◆ TASK DESCRIPTION
Format the entries from the first line through the line containing "[474, 275, 692, 674]" as a numbered list, leaving out any blank lines.

★ ★ ★ ★

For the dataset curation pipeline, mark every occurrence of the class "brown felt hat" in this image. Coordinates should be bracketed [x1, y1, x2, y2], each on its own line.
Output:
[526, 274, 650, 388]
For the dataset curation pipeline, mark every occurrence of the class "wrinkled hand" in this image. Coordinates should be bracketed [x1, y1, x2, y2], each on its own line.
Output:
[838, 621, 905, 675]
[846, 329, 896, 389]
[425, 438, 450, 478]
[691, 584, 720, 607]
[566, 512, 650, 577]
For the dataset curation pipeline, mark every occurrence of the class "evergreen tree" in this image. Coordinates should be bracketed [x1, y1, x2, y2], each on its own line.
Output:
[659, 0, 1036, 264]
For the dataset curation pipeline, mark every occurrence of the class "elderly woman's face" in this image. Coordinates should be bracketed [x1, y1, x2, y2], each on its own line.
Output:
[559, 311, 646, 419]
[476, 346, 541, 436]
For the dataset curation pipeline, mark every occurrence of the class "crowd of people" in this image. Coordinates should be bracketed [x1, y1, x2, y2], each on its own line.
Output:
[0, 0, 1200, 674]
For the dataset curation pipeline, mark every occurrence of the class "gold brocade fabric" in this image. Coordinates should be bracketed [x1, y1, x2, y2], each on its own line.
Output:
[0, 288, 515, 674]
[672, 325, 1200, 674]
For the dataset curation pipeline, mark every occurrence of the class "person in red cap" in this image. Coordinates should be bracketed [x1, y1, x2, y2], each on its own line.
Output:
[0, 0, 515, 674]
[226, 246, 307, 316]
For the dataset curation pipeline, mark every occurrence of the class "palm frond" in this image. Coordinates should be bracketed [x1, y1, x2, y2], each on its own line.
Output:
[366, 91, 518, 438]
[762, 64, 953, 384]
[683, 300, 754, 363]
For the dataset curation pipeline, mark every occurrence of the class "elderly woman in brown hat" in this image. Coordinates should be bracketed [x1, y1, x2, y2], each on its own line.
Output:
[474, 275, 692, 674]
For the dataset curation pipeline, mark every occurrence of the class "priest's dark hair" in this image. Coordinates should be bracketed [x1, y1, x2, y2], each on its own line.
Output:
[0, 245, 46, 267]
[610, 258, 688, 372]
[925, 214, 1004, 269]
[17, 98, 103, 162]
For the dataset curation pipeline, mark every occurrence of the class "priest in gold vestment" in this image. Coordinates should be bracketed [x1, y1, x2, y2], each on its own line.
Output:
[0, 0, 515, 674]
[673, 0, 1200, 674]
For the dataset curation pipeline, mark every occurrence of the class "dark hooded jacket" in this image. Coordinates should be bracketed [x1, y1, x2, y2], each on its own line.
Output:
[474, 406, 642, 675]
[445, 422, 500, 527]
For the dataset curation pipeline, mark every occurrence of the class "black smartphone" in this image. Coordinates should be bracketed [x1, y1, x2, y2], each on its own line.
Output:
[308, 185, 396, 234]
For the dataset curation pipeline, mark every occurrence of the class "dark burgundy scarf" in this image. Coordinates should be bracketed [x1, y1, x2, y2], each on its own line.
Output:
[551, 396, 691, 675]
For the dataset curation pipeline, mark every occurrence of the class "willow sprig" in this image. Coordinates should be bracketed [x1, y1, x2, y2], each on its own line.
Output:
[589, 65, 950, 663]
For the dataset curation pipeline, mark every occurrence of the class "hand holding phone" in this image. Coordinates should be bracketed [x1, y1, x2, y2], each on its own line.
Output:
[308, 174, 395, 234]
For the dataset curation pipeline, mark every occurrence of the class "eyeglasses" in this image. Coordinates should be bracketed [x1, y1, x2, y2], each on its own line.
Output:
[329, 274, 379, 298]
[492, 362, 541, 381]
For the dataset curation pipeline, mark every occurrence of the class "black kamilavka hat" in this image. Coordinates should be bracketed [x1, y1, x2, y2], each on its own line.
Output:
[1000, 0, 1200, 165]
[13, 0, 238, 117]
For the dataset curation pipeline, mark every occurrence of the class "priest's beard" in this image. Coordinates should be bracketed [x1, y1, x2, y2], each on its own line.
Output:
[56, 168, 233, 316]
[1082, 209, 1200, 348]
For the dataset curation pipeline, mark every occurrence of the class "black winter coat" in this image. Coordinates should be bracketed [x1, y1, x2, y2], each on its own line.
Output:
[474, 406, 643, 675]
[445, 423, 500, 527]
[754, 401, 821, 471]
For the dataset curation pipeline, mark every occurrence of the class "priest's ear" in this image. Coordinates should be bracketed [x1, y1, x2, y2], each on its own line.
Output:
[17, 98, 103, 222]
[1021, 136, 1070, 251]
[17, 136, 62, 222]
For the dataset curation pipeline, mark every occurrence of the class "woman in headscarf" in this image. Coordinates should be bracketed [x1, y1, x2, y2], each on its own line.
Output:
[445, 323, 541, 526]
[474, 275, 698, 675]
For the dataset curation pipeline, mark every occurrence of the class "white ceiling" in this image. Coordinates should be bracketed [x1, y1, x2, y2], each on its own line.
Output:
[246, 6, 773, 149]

★ ★ ★ ★

◆ SOLVED EXERCISE
1. For the dataset curation pipeline, mark every occurrence of the class "brown felt hat" in this image. Coordinates should be bracketed [x1, y1, x2, y2], each on its own line.
2. Output:
3. [526, 274, 650, 388]
4. For the dataset curation pipeline, mark every occurrence of the class "wrinkled hand" in this image. Coordinates should be bracketed [x1, y1, x2, y2], each on its own line.
5. Output:
6. [838, 621, 905, 675]
7. [846, 329, 896, 389]
8. [425, 438, 450, 478]
9. [691, 584, 720, 607]
10. [566, 512, 650, 577]
11. For the dataset curation pipeline, mark every occurrence of the class "evergreen tree" in this image. Coordinates should be bracketed [x1, y1, x2, y2], each on its own line.
12. Output:
13. [659, 0, 1036, 264]
14. For the dataset curation pipeline, mark every occurrence of the class "elderly woman's face" in this image. Coordinates should be bracketed [x1, y1, x2, y2], each on its own line.
15. Output:
16. [559, 311, 646, 419]
17. [476, 346, 541, 436]
18. For the dataset curation pipeline, mark every occurrence of the class "crowd of people" in this image. Coordinates should be bracketed [x1, y1, x2, y2], each on its own line.
19. Output:
20. [0, 0, 1200, 674]
21. For the dataset curation pipeline, mark every occurrence of the class "gold brocade fabric" in this image. Coordinates should be bracketed [x1, y1, x2, y2], each on its own line.
22. Output:
23. [0, 288, 515, 674]
24. [672, 325, 1200, 674]
25. For the dataset curation pipeline, mark every occurrence of the class "person in red cap" in this image. Coordinates should be bracketed [x1, y1, x2, y2], each on its own line.
26. Output:
27. [0, 0, 515, 674]
28. [226, 246, 307, 316]
29. For the dataset curation pipeline, mark every occurrence of the class "palm frond" in this image. Coordinates should be bracketed [x1, y1, x2, y2], each on its own line.
30. Output:
31. [366, 91, 518, 438]
32. [762, 64, 953, 384]
33. [683, 300, 754, 363]
34. For the dataset curation pipeline, mark every occurrence of the class "elderly woman in brown hat" in this image. Coordinates should be bracketed [x1, y1, x2, y2], each on its own line.
35. Output:
36. [474, 275, 692, 674]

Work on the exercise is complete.